Data provided =

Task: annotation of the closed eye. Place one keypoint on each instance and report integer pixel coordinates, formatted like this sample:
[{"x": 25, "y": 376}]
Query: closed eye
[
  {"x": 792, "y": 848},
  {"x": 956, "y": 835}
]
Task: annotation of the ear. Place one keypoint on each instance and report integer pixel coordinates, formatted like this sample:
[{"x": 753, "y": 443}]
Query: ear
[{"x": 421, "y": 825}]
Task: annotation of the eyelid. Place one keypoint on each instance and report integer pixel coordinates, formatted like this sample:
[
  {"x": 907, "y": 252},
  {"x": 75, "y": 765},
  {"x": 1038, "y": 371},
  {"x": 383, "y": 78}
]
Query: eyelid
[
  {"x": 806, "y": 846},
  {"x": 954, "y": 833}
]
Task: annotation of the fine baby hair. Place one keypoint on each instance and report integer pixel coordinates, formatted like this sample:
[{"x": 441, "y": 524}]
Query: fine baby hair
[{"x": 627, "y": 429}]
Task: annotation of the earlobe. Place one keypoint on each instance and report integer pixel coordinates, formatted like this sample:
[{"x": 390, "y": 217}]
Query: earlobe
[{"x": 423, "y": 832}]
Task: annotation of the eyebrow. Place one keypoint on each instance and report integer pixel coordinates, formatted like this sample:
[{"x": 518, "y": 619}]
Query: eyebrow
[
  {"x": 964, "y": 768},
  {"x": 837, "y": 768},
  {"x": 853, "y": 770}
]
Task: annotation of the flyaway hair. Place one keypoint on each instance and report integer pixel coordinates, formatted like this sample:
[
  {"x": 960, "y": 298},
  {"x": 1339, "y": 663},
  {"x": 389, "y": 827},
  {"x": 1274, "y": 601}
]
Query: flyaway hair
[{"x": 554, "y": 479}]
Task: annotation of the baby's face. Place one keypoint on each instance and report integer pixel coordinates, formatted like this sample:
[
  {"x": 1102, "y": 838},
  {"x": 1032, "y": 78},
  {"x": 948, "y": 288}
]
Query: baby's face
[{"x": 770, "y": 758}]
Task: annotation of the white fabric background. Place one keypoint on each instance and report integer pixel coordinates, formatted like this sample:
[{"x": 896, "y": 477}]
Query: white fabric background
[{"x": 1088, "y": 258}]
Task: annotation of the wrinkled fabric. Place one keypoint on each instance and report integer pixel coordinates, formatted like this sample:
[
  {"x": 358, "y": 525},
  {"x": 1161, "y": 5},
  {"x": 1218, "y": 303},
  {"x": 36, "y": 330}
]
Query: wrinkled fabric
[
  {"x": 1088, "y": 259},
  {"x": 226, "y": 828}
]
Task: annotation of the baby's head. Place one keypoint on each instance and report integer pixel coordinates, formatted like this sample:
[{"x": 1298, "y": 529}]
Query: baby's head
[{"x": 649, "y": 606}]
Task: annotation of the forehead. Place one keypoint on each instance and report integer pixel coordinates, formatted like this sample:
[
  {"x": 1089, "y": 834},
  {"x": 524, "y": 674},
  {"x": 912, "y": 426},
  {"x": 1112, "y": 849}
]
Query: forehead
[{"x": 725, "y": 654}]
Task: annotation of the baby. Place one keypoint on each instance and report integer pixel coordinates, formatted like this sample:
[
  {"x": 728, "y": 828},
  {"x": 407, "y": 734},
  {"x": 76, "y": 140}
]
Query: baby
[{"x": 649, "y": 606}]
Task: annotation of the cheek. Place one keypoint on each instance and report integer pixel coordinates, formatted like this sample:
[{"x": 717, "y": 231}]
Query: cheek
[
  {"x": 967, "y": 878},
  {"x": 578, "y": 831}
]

Problem requirements = Output every record above exactly as it appears.

Output of the task =
Task: annotation of the closed eye. Place one keypoint on each instance and report integer pixel coordinates, formatted like this sample:
[{"x": 25, "y": 376}]
Query: closed eye
[
  {"x": 792, "y": 848},
  {"x": 956, "y": 835}
]
Task: annotation of the ear. Place one keypoint on each instance and report integer pixel coordinates, formatted like this sample:
[{"x": 753, "y": 443}]
Query: ear
[{"x": 421, "y": 825}]
Task: annotation of the eyelid. Place one keypoint on each instance and report integer pixel coordinates, formatted like this sample:
[
  {"x": 907, "y": 252},
  {"x": 75, "y": 765},
  {"x": 1038, "y": 371},
  {"x": 383, "y": 78}
]
Query: eyelid
[
  {"x": 806, "y": 846},
  {"x": 954, "y": 833}
]
Task: annotation of the fine baby hair. Place one keypoint on each instance and report integer pixel coordinates, formatted like this sample:
[{"x": 441, "y": 524}]
Query: fine baby hair
[{"x": 627, "y": 429}]
Task: annotation of the earlobe. Place one keypoint on each instance and report integer pixel coordinates, formatted like this sample:
[{"x": 390, "y": 217}]
Query: earlobe
[{"x": 423, "y": 832}]
Task: annotation of the eyebrow. Place one keypoint on each instance and report integer pixel coordinates, formatted like this sample:
[{"x": 518, "y": 619}]
Query: eyebrow
[
  {"x": 964, "y": 768},
  {"x": 837, "y": 768},
  {"x": 853, "y": 770}
]
Task: annotation of the flyaway hair. Place one keypoint on each instance and report integer pixel coordinates, formatted like this sample:
[
  {"x": 960, "y": 298},
  {"x": 1339, "y": 663},
  {"x": 389, "y": 827},
  {"x": 1274, "y": 601}
]
Query: flyaway hair
[{"x": 554, "y": 479}]
Task: annotation of the baby's face. Place one keypoint on each instance and report integer pixel coordinates, formatted like this sample:
[
  {"x": 1102, "y": 838},
  {"x": 1032, "y": 78},
  {"x": 948, "y": 288}
]
Query: baby's face
[{"x": 770, "y": 758}]
Task: annotation of the white fabric background. Place one keypoint on each instance and report integer pixel coordinates, formatted like this sample:
[{"x": 896, "y": 477}]
Query: white fabric background
[{"x": 1088, "y": 258}]
Task: annotation of the wrinkled fabric. Place one keypoint on each instance and report integer pixel coordinates, formatted like this sample:
[
  {"x": 358, "y": 525},
  {"x": 1161, "y": 5},
  {"x": 1218, "y": 303},
  {"x": 36, "y": 330}
]
Query: wrinkled fabric
[
  {"x": 1088, "y": 259},
  {"x": 226, "y": 828}
]
Task: annotation of the baby's head. Place one keypoint on each instance and report integer pixel coordinates, formatted like this sample:
[{"x": 1298, "y": 529}]
Query: baby's head
[{"x": 649, "y": 606}]
Task: annotation of the forehead. Place one keypoint on each instance and report integer pixel coordinates, formatted like this sample:
[
  {"x": 1089, "y": 834},
  {"x": 524, "y": 674},
  {"x": 912, "y": 426},
  {"x": 1112, "y": 849}
]
Query: forehead
[{"x": 725, "y": 654}]
Task: annotation of the baby. Place one keypoint on each instance and report integer pixel coordinates, formatted like this sample:
[
  {"x": 728, "y": 828},
  {"x": 407, "y": 734},
  {"x": 76, "y": 140}
]
Query: baby
[{"x": 649, "y": 606}]
Task: annotation of the cheek. Place one keypoint on each instance and report integer pixel coordinates, formatted like this sample:
[{"x": 717, "y": 231}]
Query: cheek
[
  {"x": 967, "y": 878},
  {"x": 578, "y": 831}
]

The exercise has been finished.